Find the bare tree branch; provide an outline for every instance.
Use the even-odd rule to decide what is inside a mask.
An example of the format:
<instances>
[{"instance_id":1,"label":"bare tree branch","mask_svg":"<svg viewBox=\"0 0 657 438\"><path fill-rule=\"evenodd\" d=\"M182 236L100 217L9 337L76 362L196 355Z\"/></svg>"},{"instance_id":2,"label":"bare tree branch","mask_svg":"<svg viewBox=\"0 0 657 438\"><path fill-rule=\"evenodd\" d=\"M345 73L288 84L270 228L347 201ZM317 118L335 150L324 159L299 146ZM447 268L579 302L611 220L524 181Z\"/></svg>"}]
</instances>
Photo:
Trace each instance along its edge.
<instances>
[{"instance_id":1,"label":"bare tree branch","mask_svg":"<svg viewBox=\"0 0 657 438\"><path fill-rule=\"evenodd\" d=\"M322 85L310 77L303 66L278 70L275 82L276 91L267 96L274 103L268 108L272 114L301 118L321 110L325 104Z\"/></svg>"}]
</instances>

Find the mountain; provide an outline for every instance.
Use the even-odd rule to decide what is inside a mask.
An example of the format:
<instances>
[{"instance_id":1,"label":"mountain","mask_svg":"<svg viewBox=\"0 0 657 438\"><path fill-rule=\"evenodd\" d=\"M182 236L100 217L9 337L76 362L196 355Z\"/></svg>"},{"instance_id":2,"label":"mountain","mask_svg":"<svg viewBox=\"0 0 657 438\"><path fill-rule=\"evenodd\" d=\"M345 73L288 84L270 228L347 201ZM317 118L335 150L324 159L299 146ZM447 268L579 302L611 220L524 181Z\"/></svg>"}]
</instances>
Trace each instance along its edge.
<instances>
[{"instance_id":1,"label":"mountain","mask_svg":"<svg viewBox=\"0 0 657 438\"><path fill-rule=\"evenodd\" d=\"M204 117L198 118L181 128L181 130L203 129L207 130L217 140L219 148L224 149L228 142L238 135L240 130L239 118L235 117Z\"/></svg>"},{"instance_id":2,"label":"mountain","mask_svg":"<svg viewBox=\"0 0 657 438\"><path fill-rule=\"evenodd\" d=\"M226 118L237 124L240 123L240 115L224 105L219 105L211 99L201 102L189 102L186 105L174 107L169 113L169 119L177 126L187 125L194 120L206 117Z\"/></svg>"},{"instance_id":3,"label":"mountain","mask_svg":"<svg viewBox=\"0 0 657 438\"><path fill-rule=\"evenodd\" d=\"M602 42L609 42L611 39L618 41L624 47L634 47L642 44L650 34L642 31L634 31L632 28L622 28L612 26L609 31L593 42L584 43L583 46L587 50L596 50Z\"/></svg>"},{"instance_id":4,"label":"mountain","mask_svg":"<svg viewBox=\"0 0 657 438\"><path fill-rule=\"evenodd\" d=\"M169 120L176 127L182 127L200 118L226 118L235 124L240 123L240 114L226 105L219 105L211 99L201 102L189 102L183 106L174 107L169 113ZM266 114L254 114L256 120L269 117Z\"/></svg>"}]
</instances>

> **STATED GOAL**
Rewrite all the items above with "even-odd rule" swapped for "nonzero winding rule" at every occurrence, keeping everything else identical.

> **SOLUTION TO THE PROBLEM**
Find the bare tree branch; provide an outline for every instance.
Use the nonzero winding rule to decide what is inside a mask.
An example of the format:
<instances>
[{"instance_id":1,"label":"bare tree branch","mask_svg":"<svg viewBox=\"0 0 657 438\"><path fill-rule=\"evenodd\" d=\"M182 236L100 217L9 337L76 362L196 355Z\"/></svg>"},{"instance_id":2,"label":"bare tree branch","mask_svg":"<svg viewBox=\"0 0 657 438\"><path fill-rule=\"evenodd\" d=\"M345 73L288 84L270 228L347 201ZM317 118L335 150L324 159L299 146ZM447 268L579 302L611 220L524 181Z\"/></svg>"}]
</instances>
Photo:
Trace each instance along its edge.
<instances>
[{"instance_id":1,"label":"bare tree branch","mask_svg":"<svg viewBox=\"0 0 657 438\"><path fill-rule=\"evenodd\" d=\"M322 85L310 77L303 66L278 70L275 82L276 91L267 96L274 103L268 108L272 114L301 118L321 110L325 104Z\"/></svg>"}]
</instances>

Find the mountain; provide an outline for every instance.
Use the nonzero winding rule to decide what is inside a mask.
An example of the format:
<instances>
[{"instance_id":1,"label":"mountain","mask_svg":"<svg viewBox=\"0 0 657 438\"><path fill-rule=\"evenodd\" d=\"M182 236L100 217L9 337L76 362L196 355Z\"/></svg>"},{"instance_id":2,"label":"mountain","mask_svg":"<svg viewBox=\"0 0 657 438\"><path fill-rule=\"evenodd\" d=\"M345 73L288 84L270 228L347 201ZM317 118L335 150L324 159L299 146ZM447 268L579 302L611 220L524 181Z\"/></svg>"}]
</instances>
Trace each instance along its edge.
<instances>
[{"instance_id":1,"label":"mountain","mask_svg":"<svg viewBox=\"0 0 657 438\"><path fill-rule=\"evenodd\" d=\"M204 117L198 118L181 128L181 130L203 129L207 130L217 140L219 148L224 149L228 142L238 135L240 130L239 118L235 117Z\"/></svg>"},{"instance_id":2,"label":"mountain","mask_svg":"<svg viewBox=\"0 0 657 438\"><path fill-rule=\"evenodd\" d=\"M226 118L237 124L240 123L240 115L224 105L219 105L211 99L201 102L189 102L186 105L174 107L169 113L169 119L177 126L187 125L194 120L206 117Z\"/></svg>"},{"instance_id":3,"label":"mountain","mask_svg":"<svg viewBox=\"0 0 657 438\"><path fill-rule=\"evenodd\" d=\"M602 42L609 42L611 39L618 41L624 47L634 47L642 44L650 34L642 31L634 31L632 28L622 28L612 26L609 31L593 42L584 43L583 46L587 50L596 50Z\"/></svg>"},{"instance_id":4,"label":"mountain","mask_svg":"<svg viewBox=\"0 0 657 438\"><path fill-rule=\"evenodd\" d=\"M169 120L176 127L182 127L200 118L226 118L235 124L240 123L240 114L226 105L219 105L211 99L201 102L189 102L183 106L174 107L169 113ZM266 114L254 114L256 120L269 117Z\"/></svg>"}]
</instances>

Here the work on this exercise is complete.